Referring expression pointing data
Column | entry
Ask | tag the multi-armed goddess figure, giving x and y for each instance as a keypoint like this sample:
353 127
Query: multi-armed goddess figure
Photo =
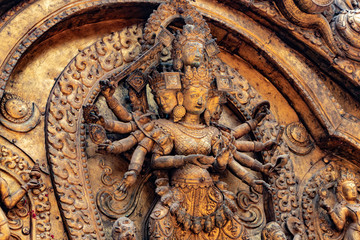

Assignment: Filter the entries above down to the lines that contain "armed".

Finished task:
Ask | tag the multi-armed goddess figure, giving x and y for each instance as a keypoint like this sample:
Query: multi-armed goddess figure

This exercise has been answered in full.